----- MATERIALS PROVIDED

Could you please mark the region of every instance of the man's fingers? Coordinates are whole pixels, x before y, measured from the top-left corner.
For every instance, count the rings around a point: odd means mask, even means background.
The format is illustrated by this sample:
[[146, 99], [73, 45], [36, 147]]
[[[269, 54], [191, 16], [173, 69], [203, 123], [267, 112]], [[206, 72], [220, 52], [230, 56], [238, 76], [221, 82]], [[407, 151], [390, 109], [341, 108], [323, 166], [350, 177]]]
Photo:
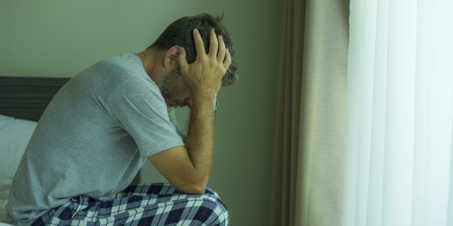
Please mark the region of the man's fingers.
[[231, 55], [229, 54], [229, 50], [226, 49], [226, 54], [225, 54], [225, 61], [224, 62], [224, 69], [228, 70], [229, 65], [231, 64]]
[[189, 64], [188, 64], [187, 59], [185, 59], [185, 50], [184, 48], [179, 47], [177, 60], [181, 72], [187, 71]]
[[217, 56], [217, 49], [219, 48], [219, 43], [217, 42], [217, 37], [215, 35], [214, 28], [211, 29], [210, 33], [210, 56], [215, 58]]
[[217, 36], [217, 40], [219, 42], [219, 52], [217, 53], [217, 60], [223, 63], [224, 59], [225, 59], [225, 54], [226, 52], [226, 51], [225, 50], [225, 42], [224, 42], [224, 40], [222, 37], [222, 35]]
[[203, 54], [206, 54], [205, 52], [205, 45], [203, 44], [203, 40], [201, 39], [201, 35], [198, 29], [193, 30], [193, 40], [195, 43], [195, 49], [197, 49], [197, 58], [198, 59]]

----------
----- MATERIALS PROVIDED

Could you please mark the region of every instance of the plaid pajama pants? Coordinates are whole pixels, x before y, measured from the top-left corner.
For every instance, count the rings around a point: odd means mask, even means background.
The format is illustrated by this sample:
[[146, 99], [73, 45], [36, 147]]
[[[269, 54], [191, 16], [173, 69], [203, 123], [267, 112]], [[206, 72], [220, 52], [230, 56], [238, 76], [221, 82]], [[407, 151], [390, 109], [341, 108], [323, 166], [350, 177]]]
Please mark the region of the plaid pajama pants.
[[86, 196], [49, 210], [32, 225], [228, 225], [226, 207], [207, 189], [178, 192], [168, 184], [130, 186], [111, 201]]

----------
----- MATERIALS PROVIDED

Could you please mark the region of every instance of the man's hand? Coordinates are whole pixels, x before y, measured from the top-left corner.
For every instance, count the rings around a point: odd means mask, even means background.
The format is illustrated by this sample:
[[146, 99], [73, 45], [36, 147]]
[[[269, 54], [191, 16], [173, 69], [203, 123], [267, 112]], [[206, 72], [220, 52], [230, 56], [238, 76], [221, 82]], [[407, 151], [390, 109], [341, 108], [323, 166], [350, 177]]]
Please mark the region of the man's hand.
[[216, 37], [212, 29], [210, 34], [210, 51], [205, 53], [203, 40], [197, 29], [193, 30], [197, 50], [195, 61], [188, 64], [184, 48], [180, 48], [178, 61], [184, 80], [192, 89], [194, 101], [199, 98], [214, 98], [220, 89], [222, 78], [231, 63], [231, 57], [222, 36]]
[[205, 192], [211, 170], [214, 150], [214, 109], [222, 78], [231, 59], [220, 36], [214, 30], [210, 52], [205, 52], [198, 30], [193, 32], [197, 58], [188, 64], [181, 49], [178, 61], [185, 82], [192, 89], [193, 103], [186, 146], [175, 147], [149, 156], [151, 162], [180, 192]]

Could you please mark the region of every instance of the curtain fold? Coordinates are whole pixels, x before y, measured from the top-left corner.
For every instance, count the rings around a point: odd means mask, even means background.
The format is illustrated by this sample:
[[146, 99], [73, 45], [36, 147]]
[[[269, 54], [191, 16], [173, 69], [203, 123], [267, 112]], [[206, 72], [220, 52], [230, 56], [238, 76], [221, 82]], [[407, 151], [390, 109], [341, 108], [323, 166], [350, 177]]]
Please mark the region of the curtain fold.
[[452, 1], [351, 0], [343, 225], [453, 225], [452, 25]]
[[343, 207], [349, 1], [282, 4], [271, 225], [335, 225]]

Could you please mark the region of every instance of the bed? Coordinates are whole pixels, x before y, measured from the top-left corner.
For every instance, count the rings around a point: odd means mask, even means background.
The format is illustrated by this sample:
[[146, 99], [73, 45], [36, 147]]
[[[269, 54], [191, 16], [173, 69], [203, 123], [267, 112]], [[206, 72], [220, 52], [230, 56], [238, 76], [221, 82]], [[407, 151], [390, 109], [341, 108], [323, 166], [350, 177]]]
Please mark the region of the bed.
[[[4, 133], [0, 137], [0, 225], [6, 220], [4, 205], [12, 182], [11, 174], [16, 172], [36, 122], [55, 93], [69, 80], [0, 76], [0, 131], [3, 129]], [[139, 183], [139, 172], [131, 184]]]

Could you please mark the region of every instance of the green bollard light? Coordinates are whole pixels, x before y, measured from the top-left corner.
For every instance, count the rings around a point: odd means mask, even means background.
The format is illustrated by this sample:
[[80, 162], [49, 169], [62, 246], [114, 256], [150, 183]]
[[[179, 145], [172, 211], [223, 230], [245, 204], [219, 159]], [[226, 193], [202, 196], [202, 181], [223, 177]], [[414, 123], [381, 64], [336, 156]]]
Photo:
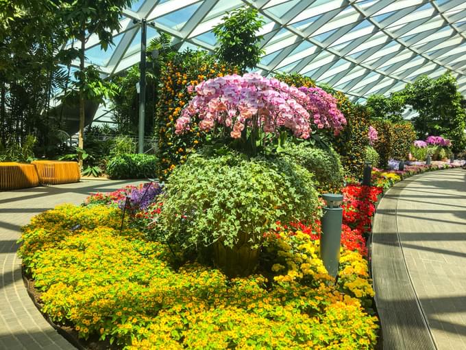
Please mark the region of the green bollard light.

----------

● BRIEF
Pull out every line above that contains the string "from". Case counts.

● THE ANSWER
Could you please mark the region of every instance of the man's fingers? Coordinates are whole pixels, x before y, measured from the top-left corner.
Could you please mark the region of every instance of the plaid pajama pants? Coordinates are whole pixels, x before y, measured from the top-left corner.
Could you please mark the region of every instance of the man's hand? Coordinates are whole pixels, x before y, measured from the top-left corner.
Could you please mark the region of every instance of the curtain fold? Coordinates are whole pixels, x before y, measured from the top-left corner.
Could you please mark the region of every instance of the bed? Coordinates are whole pixels, x before y, measured from the top-left corner.
Could you please mark the region of every instance of the green bollard light? Coordinates are whole pixels, x before y, measured from the top-left corner.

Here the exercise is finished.